◆ **What is being asked**: Quote everything in the excerpt about Agnew at the La Jolla Country Club from "Thane asked him" down to "inside the camera.", word for word.

◆ **Source excerpt**:
──────────────────────────────

Back to live action: We’re surrounded by a bunch of angry faces. The guy who turned out to be the manager of the La Jolla Country Club, I remember, was wearing one of those ridiculous red-jacketed checkered-pants costumes that golfers wear, the kind of outfit they’d never wear outside the confines of a golf course. The manager’s face, I also remember, was redder than his jacket, which is to say that it was really red.
Demands were shouted from many mouths: “What are you doing here?” “How’d you get here?” “You sneak in here?” “Who gave you authorization?” These quotes are purely from memory, of course, I certainly was not taking notes. I was frantically waving my little assignment slip in the face of whoever seemed to be most in control of his rage, trying to explain that we meant no ill will.
At that point, the mob around us parted, like the waters, and Agnew strolled into the scrum, still carrying his golf club. “Hi fellas,” he said cheerily, “what are you doing here?”
“Well, sir,” I said, still waving my assignment slip,”we’re here to interview you and Bob Hope — we’re from the San Diego Union.” As I remember it, my voice might have been just a bit squeaky.
“Oh,” said Agnew, “that’s Jim Copley’s paper.” He softened a bit, as did everybody in the crowd. (Well, everybody except for the manager, who I think might have popped something in his circulatory system. If that guy had been a bull, he would have gored us right there.) “But you know what,”Agnew said, “I’m on vacation, and I don’t want to do another interview. And Bob Hope’s not feeling too good today, so he didn’t join us.”
Thane asked him if we could at least get a picture of him swinging the golf club, and Agnew said that would be fine, “then you guys get the hell out of here,” which is precisely what we wanted to do, as fast as we could do it.*
Agnew took his swing, Thane shot the pic, we climbed in the cart and were escorted off the course, following a cart driven by the still-steaming red-faced redcoat. When we got to the clubhouse he demanded that we give him the film. When I said no, he threatened to call our bosses “upstairs” at the Union and get us in all kinds of trouble. I said something like he was welcome to call our bosses, and suggested he stick his demands in a place where the sun doesn’t shine. We got to the car and beat feet out of the parking lot — film still inside the camera.
Back at the paper, Thane headed for the darkroom to print a picture to go with my story, which began:
By ROBERT E. COX
Union Politics Writer
LA JOLLA — A funny thing happened to the Vice President on his way to the 13th hole at La Jolla Country Club Friday.
And that’s about as far as I got. As I sat there typing, I felt a presence behind me, looming up over my back. I swung my head around and looked up at the lanky frame of Assistant City Editor Dick Weber. He didn’t look happy.
“You aren’t gonna believe this,” he said with an air of resignation and frustration. “We ain’t gonna print it.”
“What?” I asked in disbelief. “You mean I almost got my ass shot off and you’re not going to print the story?”
“Agnew called upstairs after you guys left the golf course. They don’t want it published.”
“They don’t want it published,” I said, “because the Secret Service has egg all over its face.”
“Whatever,” said Weber, “we aren’t gonna run it.”
& With my story on the cutting room floor, what happened to that picture of Agnew swinging the golf club? I’d never known the story until I talked with Thane not long ago.

──────────────────────────────

◆ **Dataset section**:
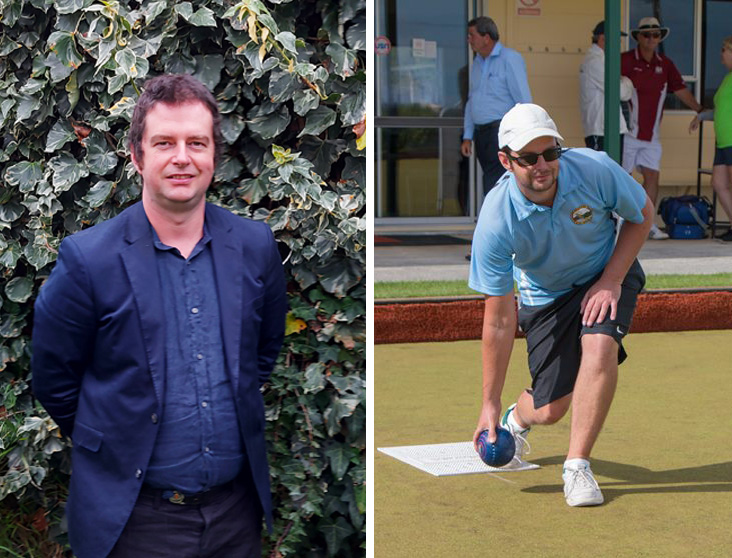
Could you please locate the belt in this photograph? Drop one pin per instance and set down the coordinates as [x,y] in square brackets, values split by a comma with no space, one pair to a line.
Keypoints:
[493,124]
[184,499]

──────────────────────────────

◆ **Solution**:
Thane asked him if we could at least get a picture of him swinging the golf club, and Agnew said that would be fine, “then you guys get the hell out of here,” which is precisely what we wanted to do, as fast as we could do it.*
Agnew took his swing, Thane shot the pic, we climbed in the cart and were escorted off the course, following a cart driven by the still-steaming red-faced redcoat. When we got to the clubhouse he demanded that we give him the film. When I said no, he threatened to call our bosses “upstairs” at the Union and get us in all kinds of trouble. I said something like he was welcome to call our bosses, and suggested he stick his demands in a place where the sun doesn’t shine. We got to the car and beat feet out of the parking lot — film still inside the camera.